> [Records provided]:

····················

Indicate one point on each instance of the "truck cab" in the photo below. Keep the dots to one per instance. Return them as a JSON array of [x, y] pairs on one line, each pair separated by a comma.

····················

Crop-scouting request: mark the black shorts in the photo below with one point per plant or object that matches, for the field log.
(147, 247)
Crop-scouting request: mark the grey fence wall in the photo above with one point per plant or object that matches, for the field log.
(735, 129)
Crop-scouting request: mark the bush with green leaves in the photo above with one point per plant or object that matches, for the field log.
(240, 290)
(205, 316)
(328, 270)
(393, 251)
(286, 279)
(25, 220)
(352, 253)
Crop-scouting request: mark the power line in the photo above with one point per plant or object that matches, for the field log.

····················

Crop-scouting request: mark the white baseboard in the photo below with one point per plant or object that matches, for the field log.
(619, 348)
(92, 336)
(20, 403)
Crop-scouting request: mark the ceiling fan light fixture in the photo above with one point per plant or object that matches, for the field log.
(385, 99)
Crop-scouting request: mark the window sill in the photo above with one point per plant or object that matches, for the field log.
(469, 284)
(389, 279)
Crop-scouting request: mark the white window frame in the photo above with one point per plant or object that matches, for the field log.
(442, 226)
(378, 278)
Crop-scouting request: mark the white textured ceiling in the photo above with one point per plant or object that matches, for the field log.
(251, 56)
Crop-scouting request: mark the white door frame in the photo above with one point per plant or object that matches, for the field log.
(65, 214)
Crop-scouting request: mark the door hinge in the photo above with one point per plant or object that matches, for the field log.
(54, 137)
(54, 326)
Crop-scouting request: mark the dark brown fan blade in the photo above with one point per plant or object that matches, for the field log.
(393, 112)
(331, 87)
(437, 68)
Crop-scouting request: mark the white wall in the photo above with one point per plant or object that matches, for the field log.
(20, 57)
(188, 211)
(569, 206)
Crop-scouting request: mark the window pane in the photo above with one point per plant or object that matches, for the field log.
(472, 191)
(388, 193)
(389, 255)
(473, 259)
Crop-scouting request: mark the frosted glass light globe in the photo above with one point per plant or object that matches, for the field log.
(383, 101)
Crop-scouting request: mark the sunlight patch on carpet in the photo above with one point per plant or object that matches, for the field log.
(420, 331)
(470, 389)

····················

> [Try it]: All that is wanted is a faithful reproduction of the line above with "Crop-scouting request: mark the bush", the line with "Crop-scouting request: mark the power", and every line in between.

> [Exercise answer]:
Crop-scouting request: mark the bush with green leaves in the photo above with one point per plant or object that matches, for the field log.
(240, 290)
(205, 316)
(328, 270)
(393, 251)
(286, 279)
(25, 220)
(352, 253)
Crop-scouting request: mark the power line in the photo above with one point per plant or object that matches, for the field log.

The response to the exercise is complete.